INFORMATION Start Marker
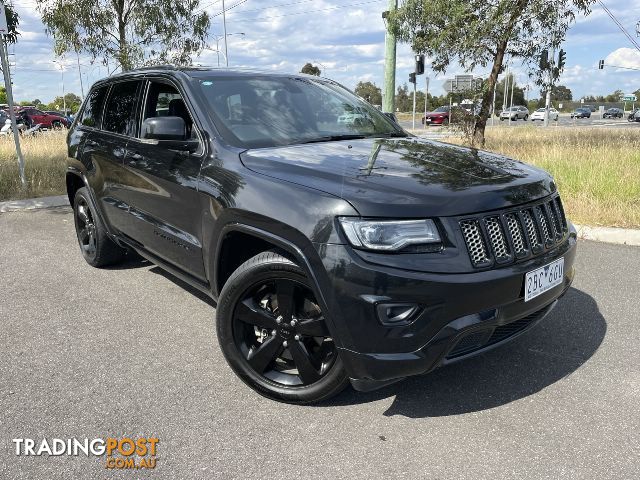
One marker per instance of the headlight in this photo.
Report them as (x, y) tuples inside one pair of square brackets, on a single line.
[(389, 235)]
INFORMATION End Marker
INFORMATION Start Marker
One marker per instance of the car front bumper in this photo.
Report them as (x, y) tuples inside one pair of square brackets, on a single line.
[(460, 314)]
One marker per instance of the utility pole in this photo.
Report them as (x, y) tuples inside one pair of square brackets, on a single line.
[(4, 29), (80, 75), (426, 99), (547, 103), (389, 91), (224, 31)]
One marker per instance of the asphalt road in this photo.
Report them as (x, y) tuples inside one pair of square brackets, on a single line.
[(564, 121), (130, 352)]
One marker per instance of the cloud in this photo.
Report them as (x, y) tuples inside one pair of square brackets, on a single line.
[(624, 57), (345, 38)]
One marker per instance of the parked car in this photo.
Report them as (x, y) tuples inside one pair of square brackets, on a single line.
INFORMATION End Marker
§ WHAT YOU NEED TO DO: Return, word for word, the lines of the data above from the line with "One marker per instance of the car" through the line with "One marker per instance of the utility", inclusive.

§ RESULT:
One marker per instance of the car front bumper in this photo.
Report them as (x, y) tuples inside one pair of square brackets, on a single line.
[(460, 314)]
One marker per instance of the utility pole in this photo.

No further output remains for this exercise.